* **Dataset excerpts**
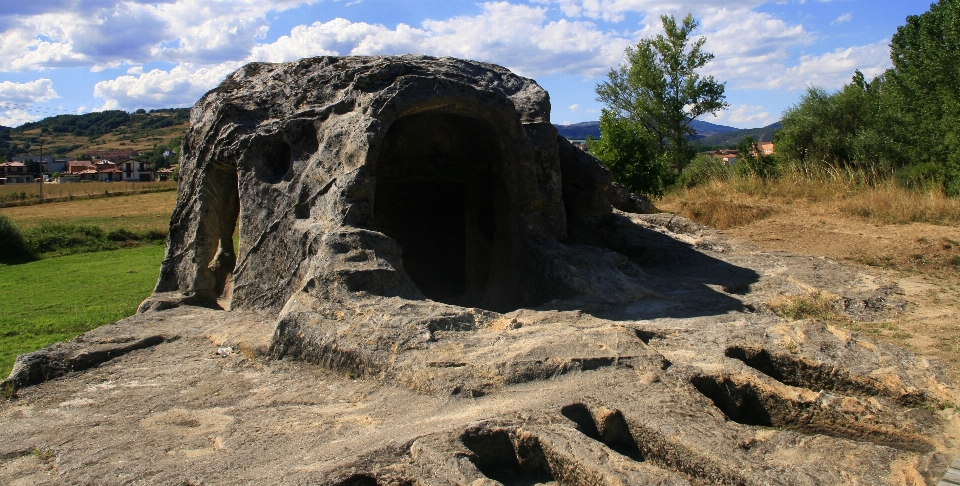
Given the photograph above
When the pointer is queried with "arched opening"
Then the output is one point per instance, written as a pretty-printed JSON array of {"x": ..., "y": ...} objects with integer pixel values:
[
  {"x": 216, "y": 230},
  {"x": 437, "y": 196}
]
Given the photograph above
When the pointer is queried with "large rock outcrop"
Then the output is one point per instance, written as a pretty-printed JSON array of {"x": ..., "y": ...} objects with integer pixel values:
[{"x": 478, "y": 312}]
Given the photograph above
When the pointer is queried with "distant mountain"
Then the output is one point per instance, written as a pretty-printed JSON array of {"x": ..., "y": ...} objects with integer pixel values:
[
  {"x": 585, "y": 129},
  {"x": 579, "y": 131},
  {"x": 730, "y": 139}
]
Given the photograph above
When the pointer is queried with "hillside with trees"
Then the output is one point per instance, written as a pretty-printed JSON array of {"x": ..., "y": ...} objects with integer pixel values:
[
  {"x": 72, "y": 135},
  {"x": 904, "y": 122}
]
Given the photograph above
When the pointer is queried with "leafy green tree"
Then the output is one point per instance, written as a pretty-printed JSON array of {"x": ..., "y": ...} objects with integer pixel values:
[
  {"x": 752, "y": 161},
  {"x": 631, "y": 154},
  {"x": 925, "y": 85},
  {"x": 659, "y": 90}
]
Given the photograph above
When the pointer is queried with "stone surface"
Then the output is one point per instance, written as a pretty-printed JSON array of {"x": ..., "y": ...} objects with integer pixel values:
[{"x": 432, "y": 288}]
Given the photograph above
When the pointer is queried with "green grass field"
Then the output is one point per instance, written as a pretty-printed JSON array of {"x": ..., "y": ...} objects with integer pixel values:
[{"x": 55, "y": 299}]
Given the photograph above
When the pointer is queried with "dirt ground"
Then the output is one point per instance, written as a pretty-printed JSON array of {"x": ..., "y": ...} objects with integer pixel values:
[{"x": 922, "y": 259}]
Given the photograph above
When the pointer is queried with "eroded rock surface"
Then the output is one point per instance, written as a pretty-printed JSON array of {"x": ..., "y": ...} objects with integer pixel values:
[{"x": 432, "y": 288}]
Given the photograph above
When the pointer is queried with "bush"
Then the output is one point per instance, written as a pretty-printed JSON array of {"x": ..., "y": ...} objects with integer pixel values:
[
  {"x": 66, "y": 238},
  {"x": 702, "y": 170},
  {"x": 627, "y": 150},
  {"x": 922, "y": 176},
  {"x": 56, "y": 239},
  {"x": 13, "y": 247}
]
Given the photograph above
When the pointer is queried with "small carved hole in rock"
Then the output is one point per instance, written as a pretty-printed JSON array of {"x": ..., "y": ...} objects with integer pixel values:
[
  {"x": 612, "y": 431},
  {"x": 436, "y": 195},
  {"x": 646, "y": 335},
  {"x": 580, "y": 415},
  {"x": 740, "y": 403},
  {"x": 814, "y": 376},
  {"x": 276, "y": 161},
  {"x": 498, "y": 458}
]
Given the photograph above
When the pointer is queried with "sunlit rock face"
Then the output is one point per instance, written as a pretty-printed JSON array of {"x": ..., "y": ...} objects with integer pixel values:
[{"x": 409, "y": 177}]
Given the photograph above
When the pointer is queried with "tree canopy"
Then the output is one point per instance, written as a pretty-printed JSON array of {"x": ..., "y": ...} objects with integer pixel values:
[
  {"x": 655, "y": 95},
  {"x": 903, "y": 120}
]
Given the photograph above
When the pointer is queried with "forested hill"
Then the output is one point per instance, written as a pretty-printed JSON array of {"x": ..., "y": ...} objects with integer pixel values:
[
  {"x": 103, "y": 122},
  {"x": 72, "y": 135},
  {"x": 585, "y": 129}
]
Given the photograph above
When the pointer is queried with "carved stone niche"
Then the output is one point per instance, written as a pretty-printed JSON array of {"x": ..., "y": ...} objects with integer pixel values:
[{"x": 336, "y": 179}]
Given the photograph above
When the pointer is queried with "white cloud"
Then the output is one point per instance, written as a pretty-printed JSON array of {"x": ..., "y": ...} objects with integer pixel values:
[
  {"x": 30, "y": 92},
  {"x": 833, "y": 69},
  {"x": 744, "y": 115},
  {"x": 518, "y": 37},
  {"x": 12, "y": 117},
  {"x": 103, "y": 33},
  {"x": 181, "y": 86},
  {"x": 843, "y": 18}
]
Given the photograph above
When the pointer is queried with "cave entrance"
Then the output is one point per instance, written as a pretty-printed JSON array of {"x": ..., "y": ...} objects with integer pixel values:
[
  {"x": 216, "y": 233},
  {"x": 436, "y": 196}
]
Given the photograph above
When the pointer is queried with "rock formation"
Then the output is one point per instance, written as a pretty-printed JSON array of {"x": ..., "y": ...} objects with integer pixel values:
[{"x": 431, "y": 287}]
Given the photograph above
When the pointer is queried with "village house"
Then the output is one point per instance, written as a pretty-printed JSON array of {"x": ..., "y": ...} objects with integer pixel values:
[
  {"x": 14, "y": 173},
  {"x": 166, "y": 173},
  {"x": 137, "y": 170},
  {"x": 114, "y": 155},
  {"x": 108, "y": 171}
]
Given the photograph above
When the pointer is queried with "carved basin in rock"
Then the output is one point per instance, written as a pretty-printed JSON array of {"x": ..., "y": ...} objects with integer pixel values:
[{"x": 394, "y": 176}]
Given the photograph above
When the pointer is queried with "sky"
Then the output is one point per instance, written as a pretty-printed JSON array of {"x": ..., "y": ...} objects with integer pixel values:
[{"x": 79, "y": 56}]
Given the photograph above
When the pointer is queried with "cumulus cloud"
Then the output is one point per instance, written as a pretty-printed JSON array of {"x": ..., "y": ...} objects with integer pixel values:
[
  {"x": 843, "y": 18},
  {"x": 181, "y": 86},
  {"x": 744, "y": 115},
  {"x": 12, "y": 117},
  {"x": 615, "y": 10},
  {"x": 833, "y": 69},
  {"x": 30, "y": 92},
  {"x": 519, "y": 37},
  {"x": 103, "y": 33}
]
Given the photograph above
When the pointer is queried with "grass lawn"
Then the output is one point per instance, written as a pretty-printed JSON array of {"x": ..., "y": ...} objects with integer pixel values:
[
  {"x": 139, "y": 212},
  {"x": 55, "y": 299}
]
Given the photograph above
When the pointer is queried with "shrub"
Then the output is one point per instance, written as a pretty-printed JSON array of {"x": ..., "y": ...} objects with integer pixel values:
[
  {"x": 13, "y": 247},
  {"x": 923, "y": 176}
]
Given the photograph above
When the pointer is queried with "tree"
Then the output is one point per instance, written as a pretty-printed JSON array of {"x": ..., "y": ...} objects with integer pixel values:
[
  {"x": 630, "y": 153},
  {"x": 925, "y": 82},
  {"x": 659, "y": 90}
]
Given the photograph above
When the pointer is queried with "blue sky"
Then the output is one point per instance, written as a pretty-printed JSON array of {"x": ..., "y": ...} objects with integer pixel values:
[{"x": 77, "y": 56}]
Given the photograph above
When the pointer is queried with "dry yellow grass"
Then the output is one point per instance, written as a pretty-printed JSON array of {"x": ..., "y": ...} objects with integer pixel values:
[
  {"x": 119, "y": 139},
  {"x": 140, "y": 212},
  {"x": 738, "y": 201}
]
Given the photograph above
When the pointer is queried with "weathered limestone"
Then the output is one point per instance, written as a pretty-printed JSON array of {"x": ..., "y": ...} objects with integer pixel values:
[{"x": 464, "y": 307}]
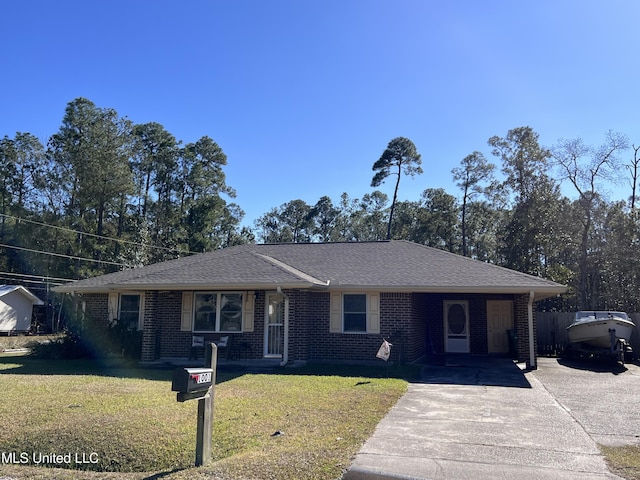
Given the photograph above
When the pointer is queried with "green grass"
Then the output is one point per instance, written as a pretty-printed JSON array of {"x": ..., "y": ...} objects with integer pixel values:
[
  {"x": 130, "y": 420},
  {"x": 623, "y": 461}
]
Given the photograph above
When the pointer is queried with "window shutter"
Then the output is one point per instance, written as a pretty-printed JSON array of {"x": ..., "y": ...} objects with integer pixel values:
[
  {"x": 335, "y": 308},
  {"x": 249, "y": 307},
  {"x": 187, "y": 313},
  {"x": 112, "y": 307},
  {"x": 373, "y": 317}
]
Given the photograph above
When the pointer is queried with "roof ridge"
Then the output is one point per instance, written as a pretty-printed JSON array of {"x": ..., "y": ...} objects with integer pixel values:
[{"x": 289, "y": 269}]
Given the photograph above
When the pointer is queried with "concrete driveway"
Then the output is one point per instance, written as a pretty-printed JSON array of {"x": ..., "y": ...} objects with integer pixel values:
[{"x": 478, "y": 418}]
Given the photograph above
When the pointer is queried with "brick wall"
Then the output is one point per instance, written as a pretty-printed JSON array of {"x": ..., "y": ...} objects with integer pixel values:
[
  {"x": 521, "y": 321},
  {"x": 412, "y": 322}
]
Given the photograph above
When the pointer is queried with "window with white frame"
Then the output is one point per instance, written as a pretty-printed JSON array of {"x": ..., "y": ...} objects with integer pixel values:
[
  {"x": 130, "y": 311},
  {"x": 354, "y": 312},
  {"x": 217, "y": 312}
]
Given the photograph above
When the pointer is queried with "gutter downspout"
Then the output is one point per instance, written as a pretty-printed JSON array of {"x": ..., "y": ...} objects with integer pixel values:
[
  {"x": 532, "y": 346},
  {"x": 285, "y": 350}
]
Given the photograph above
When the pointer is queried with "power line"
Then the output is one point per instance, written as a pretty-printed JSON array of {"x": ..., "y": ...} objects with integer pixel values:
[
  {"x": 42, "y": 277},
  {"x": 106, "y": 262},
  {"x": 65, "y": 229},
  {"x": 30, "y": 281}
]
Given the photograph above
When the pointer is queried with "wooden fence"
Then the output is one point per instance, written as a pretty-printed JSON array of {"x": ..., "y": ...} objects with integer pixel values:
[{"x": 552, "y": 332}]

* **What to work on**
Can you pick out every line in the entries above that contains the word "white" and copy each one?

* **Output of the task**
When the pointer is queried with "white cloud"
When the pointer is queried with "window with white frame"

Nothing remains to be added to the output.